Pull out each line of the records below that contains the string "queried", and copy those lines unchanged.
[TASK INPUTS start]
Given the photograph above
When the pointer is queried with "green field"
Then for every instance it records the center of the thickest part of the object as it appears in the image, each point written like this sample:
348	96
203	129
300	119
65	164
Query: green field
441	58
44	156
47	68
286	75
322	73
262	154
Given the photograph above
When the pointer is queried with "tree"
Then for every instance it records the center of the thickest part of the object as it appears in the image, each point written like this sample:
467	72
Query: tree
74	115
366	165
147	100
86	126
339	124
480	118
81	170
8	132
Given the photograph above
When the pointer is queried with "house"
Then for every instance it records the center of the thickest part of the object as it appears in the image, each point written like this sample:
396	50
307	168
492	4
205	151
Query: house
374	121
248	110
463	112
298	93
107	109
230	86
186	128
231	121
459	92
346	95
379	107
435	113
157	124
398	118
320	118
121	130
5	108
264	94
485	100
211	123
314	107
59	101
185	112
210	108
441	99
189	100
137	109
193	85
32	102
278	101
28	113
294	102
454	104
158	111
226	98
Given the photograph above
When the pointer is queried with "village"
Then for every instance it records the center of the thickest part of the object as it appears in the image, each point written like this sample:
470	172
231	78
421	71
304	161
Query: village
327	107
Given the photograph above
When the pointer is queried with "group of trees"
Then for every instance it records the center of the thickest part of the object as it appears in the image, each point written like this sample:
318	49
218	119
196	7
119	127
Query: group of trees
[TASK INPUTS end]
* SOLUTION TO THE EXERCISE *
When the pointer is queried with "green field"
When the pointer is queried with "tree"
When the pointer is queried with "house"
When the pointer is queried with "village"
When the pointer is queried with "group of trees"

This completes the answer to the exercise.